§ **Exercise task**: Write out the rows below word for word, keeping every line unchanged.

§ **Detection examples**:
════════

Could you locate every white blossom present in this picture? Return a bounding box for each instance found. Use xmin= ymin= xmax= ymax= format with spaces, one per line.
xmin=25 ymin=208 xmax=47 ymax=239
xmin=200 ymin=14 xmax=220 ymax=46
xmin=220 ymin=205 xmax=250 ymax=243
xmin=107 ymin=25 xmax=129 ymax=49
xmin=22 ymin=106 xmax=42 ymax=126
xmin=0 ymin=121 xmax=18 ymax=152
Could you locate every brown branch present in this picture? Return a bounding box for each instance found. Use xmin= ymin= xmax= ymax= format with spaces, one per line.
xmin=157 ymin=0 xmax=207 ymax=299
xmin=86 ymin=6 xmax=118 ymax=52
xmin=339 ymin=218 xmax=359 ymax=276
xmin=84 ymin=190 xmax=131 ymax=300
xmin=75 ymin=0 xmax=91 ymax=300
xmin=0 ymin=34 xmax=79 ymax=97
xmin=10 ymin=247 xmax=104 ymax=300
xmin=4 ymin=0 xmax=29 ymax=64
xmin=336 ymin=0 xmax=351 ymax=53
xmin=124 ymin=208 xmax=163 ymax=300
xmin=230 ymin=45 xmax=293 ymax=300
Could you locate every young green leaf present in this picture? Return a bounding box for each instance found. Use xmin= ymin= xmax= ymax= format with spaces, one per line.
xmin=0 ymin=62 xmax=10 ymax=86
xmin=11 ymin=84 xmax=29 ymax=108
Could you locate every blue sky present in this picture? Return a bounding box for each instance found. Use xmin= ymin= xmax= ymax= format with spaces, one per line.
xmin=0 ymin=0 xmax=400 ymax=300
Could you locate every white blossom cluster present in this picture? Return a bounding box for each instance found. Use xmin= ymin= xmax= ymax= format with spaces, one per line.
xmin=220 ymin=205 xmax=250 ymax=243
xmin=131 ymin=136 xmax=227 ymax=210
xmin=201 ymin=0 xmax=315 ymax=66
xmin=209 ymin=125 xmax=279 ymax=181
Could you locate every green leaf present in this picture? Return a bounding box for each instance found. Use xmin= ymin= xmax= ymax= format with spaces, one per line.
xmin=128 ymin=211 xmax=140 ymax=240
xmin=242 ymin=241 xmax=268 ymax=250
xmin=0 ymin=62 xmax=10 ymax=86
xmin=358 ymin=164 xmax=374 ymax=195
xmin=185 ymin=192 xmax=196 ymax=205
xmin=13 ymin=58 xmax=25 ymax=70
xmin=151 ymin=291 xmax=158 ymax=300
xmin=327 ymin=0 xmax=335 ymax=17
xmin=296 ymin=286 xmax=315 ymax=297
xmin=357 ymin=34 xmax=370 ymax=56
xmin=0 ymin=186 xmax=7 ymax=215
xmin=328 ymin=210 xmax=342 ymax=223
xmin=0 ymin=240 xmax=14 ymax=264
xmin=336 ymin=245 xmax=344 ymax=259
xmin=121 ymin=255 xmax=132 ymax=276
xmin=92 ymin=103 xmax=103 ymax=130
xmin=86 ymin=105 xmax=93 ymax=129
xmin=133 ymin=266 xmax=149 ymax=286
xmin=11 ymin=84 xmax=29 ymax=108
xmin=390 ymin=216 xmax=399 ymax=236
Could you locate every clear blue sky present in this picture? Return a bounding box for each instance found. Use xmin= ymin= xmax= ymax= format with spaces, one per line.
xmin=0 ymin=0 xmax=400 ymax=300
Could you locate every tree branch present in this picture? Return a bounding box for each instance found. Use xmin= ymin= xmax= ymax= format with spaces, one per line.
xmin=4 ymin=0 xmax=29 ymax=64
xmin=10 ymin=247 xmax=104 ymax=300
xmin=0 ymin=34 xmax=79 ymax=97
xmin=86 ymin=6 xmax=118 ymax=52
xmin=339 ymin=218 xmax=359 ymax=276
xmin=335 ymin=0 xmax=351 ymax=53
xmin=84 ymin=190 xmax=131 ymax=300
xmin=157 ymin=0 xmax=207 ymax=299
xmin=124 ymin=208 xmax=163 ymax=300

════════

§ **Result for this exercise**:
Could you locate every white blossom present in this picture? Return a bounding box for each instance found. Use xmin= ymin= xmax= ymax= format with spaces, one per line.
xmin=25 ymin=208 xmax=47 ymax=239
xmin=200 ymin=14 xmax=220 ymax=46
xmin=220 ymin=205 xmax=250 ymax=243
xmin=107 ymin=25 xmax=129 ymax=49
xmin=22 ymin=106 xmax=42 ymax=126
xmin=0 ymin=121 xmax=18 ymax=152
Could you locate every brown branch present in this picture? Return a bounding box for each instance found. Use xmin= ymin= xmax= ymax= format with spaces, one per line.
xmin=157 ymin=0 xmax=207 ymax=299
xmin=86 ymin=6 xmax=118 ymax=52
xmin=339 ymin=218 xmax=359 ymax=276
xmin=84 ymin=190 xmax=131 ymax=300
xmin=75 ymin=0 xmax=91 ymax=300
xmin=0 ymin=34 xmax=79 ymax=97
xmin=10 ymin=247 xmax=104 ymax=300
xmin=4 ymin=0 xmax=29 ymax=64
xmin=336 ymin=0 xmax=351 ymax=53
xmin=124 ymin=208 xmax=163 ymax=300
xmin=230 ymin=45 xmax=293 ymax=300
Could you locate every young green leaf present in this picture? Return a bounding box for each instance found. Use xmin= ymin= xmax= ymax= format with spaces, one per line.
xmin=0 ymin=62 xmax=10 ymax=86
xmin=11 ymin=84 xmax=29 ymax=108
Could you locate every blue sky present in this picture? Return a bounding box for each instance found. Use xmin= ymin= xmax= ymax= format with spaces, one per line.
xmin=0 ymin=0 xmax=400 ymax=300
Could you locate every white blossom cluster present in this picture? Return a bounding box for each instance found. Use xmin= ymin= xmax= ymax= format with spaces, one per line.
xmin=220 ymin=205 xmax=250 ymax=243
xmin=131 ymin=136 xmax=227 ymax=210
xmin=201 ymin=0 xmax=315 ymax=66
xmin=209 ymin=125 xmax=279 ymax=181
Could you locate every green leaf present in this picture? Return a bounding box for each instance found. Use xmin= ymin= xmax= ymax= format with spaces, one per line.
xmin=128 ymin=211 xmax=140 ymax=240
xmin=242 ymin=241 xmax=268 ymax=250
xmin=0 ymin=62 xmax=10 ymax=86
xmin=358 ymin=164 xmax=374 ymax=195
xmin=185 ymin=192 xmax=196 ymax=205
xmin=13 ymin=58 xmax=25 ymax=70
xmin=151 ymin=291 xmax=158 ymax=300
xmin=327 ymin=0 xmax=335 ymax=17
xmin=296 ymin=286 xmax=315 ymax=297
xmin=357 ymin=34 xmax=370 ymax=56
xmin=0 ymin=186 xmax=7 ymax=215
xmin=328 ymin=210 xmax=342 ymax=223
xmin=0 ymin=240 xmax=14 ymax=264
xmin=336 ymin=245 xmax=344 ymax=259
xmin=121 ymin=255 xmax=132 ymax=276
xmin=92 ymin=103 xmax=103 ymax=130
xmin=86 ymin=105 xmax=93 ymax=129
xmin=133 ymin=266 xmax=149 ymax=286
xmin=11 ymin=84 xmax=29 ymax=108
xmin=390 ymin=216 xmax=399 ymax=236
Could you locate every clear blue sky present in this picture? Return a bounding box for each instance found. Use xmin= ymin= xmax= ymax= format with spaces, one per line.
xmin=0 ymin=0 xmax=400 ymax=300
Could you locate every tree branch present in this picture? Return a bounding box for each instance found. Use xmin= ymin= xmax= ymax= format with spaces, one per line.
xmin=4 ymin=0 xmax=29 ymax=64
xmin=10 ymin=247 xmax=104 ymax=300
xmin=0 ymin=34 xmax=79 ymax=97
xmin=86 ymin=6 xmax=118 ymax=52
xmin=339 ymin=218 xmax=359 ymax=276
xmin=335 ymin=0 xmax=351 ymax=53
xmin=84 ymin=190 xmax=131 ymax=300
xmin=157 ymin=0 xmax=207 ymax=299
xmin=124 ymin=208 xmax=163 ymax=300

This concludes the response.